Task details: Copy the entries below word for word, leaving out the pictures.

------------------------------------

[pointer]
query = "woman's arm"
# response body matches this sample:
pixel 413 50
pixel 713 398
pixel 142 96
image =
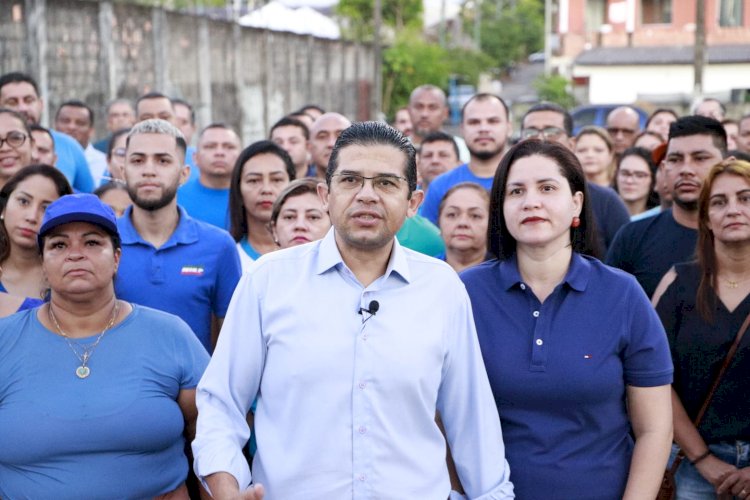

------------------------------------

The answer:
[pointer]
query = "woman's arm"
# response body matches this sample:
pixel 413 50
pixel 713 398
pixel 142 96
image =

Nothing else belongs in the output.